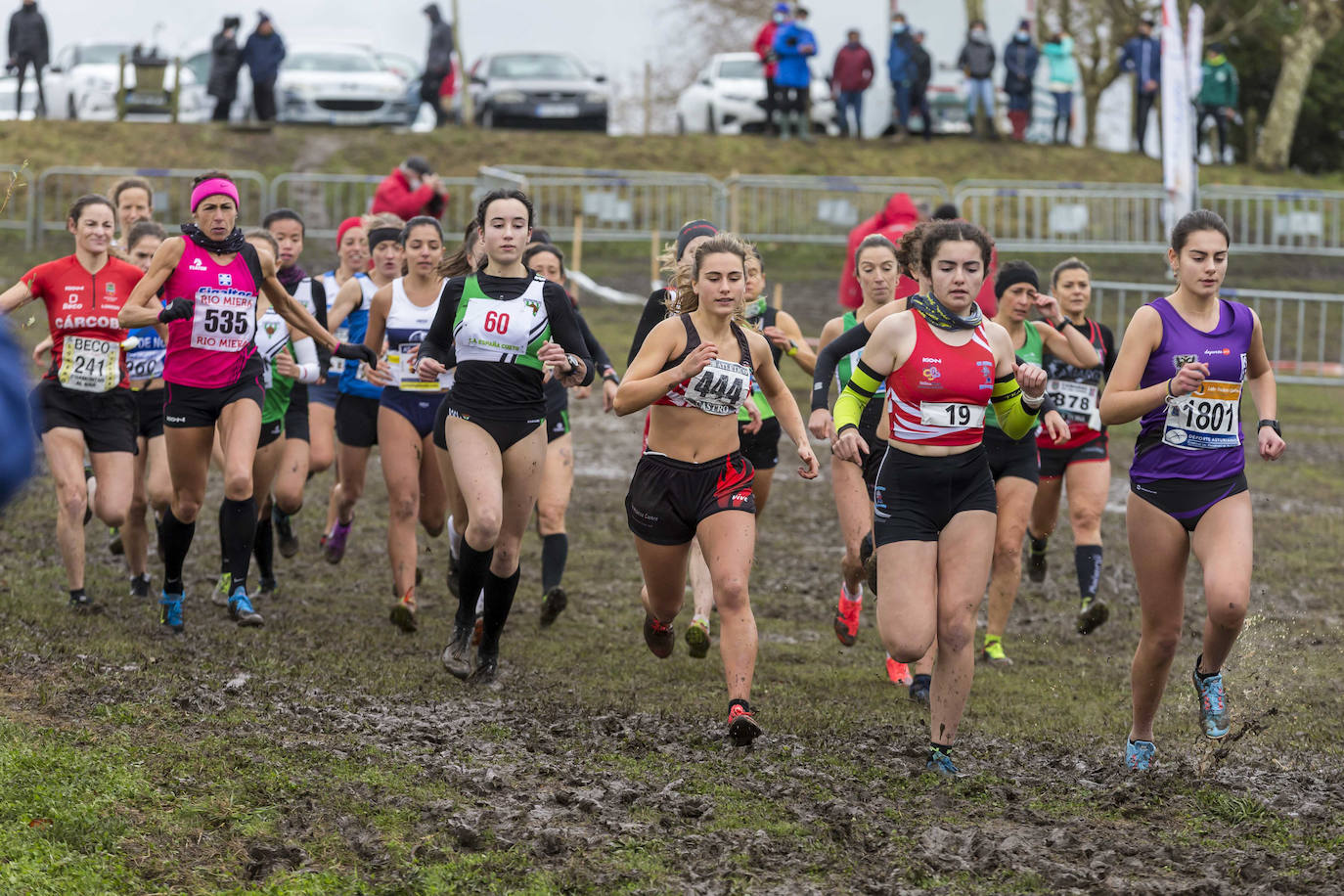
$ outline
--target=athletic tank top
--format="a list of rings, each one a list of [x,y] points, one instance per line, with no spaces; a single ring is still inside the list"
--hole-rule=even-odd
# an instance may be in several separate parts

§ GIVEN REQUEST: Write out every line of the records above character for character, omitting the pictures.

§ EXERCISE ANSWER:
$ outline
--target=athletic tank top
--format="a list of rings, each one a list of [x,y] points, one instance per line, with no spaces; a single ring is still inside the list"
--hole-rule=even-odd
# an instance may be in several separate parts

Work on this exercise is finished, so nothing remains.